=== Document section ===

As an example, Sax comes with a Pax language model servable on a Cloud TPU VM v4-8 instance. You can use it to verify Sax is correctly set up by publishing and using the model with a dummy checkpoint.
saxutil publish \
/sax/test/lm2b \
saxml.server.pax.lm.params.lm_cloud.LmCloudSpmd2BTest \
None \
1
Check if the model is loaded by looking at the "selected replica address" column of this command's output:
saxutil ls /sax/test/lm2b
When the model is loaded, issue a query:
saxutil lm.generate /sax/test/lm2b "Q: Who is Harry Porter's mother? A: "
The result will be printed in the terminal.
To use a real checkpoint with the model, follow the Paxml tutorial to generate a checkpoint. The model can then be published in Sax like this:
saxutil publish \
/sax/test/lm2b \
saxml.server.pax.lm.params.lm_cloud.LmCloudSpmd2B \
gs://${GSBUCKET}/checkpoints/checkpoint_00000000 \
1
Use the same saxutil lm.generate
command as above to query the model.

=== Records ===

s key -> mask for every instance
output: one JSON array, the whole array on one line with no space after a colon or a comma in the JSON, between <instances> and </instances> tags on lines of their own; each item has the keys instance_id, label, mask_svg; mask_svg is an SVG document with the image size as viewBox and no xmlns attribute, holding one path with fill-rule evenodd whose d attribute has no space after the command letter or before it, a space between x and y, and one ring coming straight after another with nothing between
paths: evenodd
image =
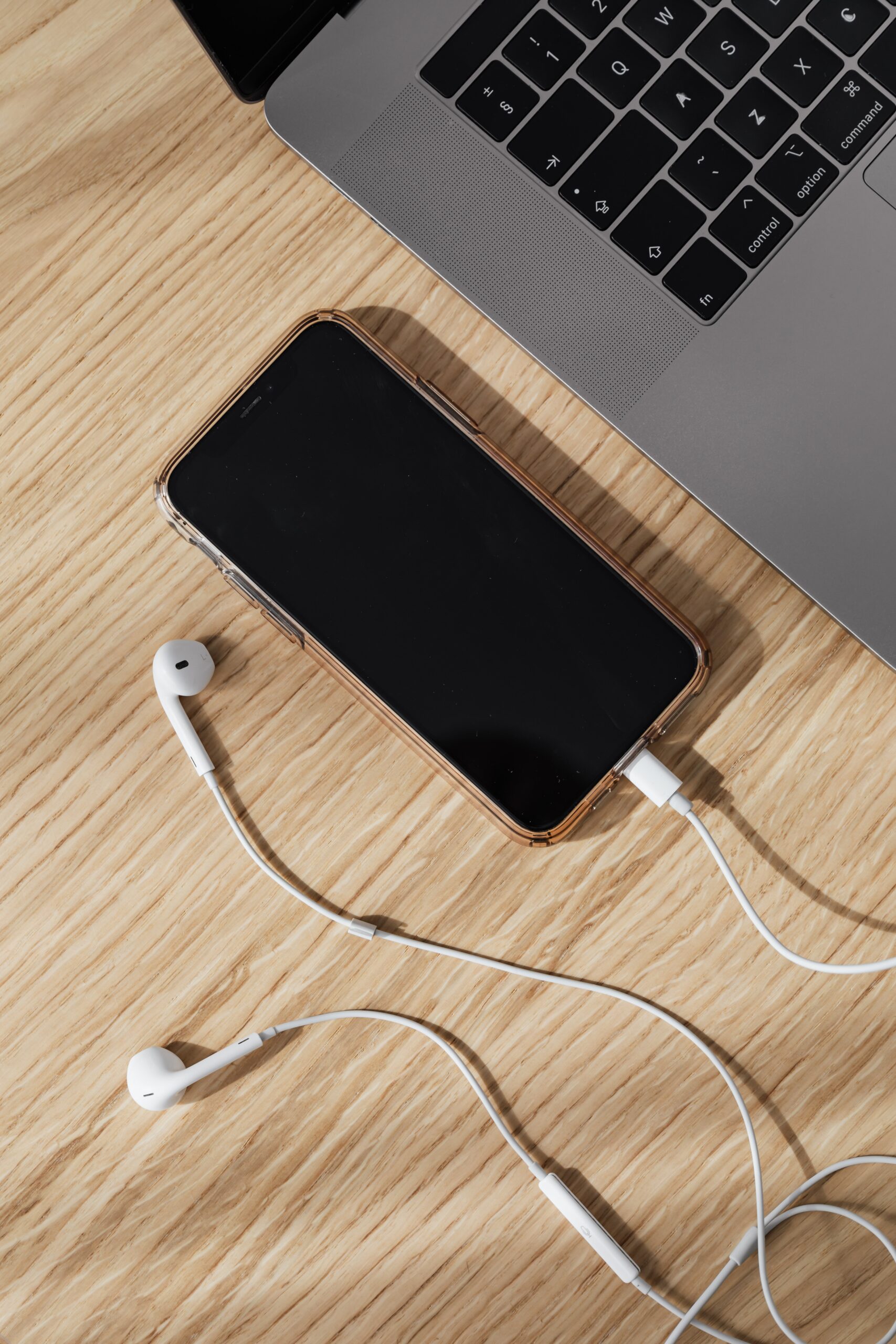
<instances>
[{"instance_id":1,"label":"s key","mask_svg":"<svg viewBox=\"0 0 896 1344\"><path fill-rule=\"evenodd\" d=\"M720 9L688 47L688 55L717 79L733 89L768 51L768 43L731 9Z\"/></svg>"}]
</instances>

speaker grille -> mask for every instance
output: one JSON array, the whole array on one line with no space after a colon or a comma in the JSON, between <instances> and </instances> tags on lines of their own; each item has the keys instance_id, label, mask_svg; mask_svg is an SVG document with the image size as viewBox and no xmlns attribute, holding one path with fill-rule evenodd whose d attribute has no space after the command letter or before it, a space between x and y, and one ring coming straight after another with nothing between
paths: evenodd
<instances>
[{"instance_id":1,"label":"speaker grille","mask_svg":"<svg viewBox=\"0 0 896 1344\"><path fill-rule=\"evenodd\" d=\"M700 331L418 83L332 179L613 421Z\"/></svg>"}]
</instances>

===

Directive 1: Reproduce word for word the part of the Sax setup instructions starting with "The result will" and going on through "query the model.".
Directive 2: Name each saxutil subcommand that the Sax setup instructions use.

Written response 1:
The result will be printed in the terminal.
To use a real checkpoint with the model, follow the Paxml tutorial to generate a checkpoint. The model can then be published in Sax like this:
saxutil publish \
/sax/test/lm2b \
saxml.server.pax.lm.params.lm_cloud.LmCloudSpmd2B \
gs://${GSBUCKET}/checkpoints/checkpoint_00000000 \
1
Use the same saxutil lm.generate
command as above to query the model.

Written response 2: publish, ls, lm.generate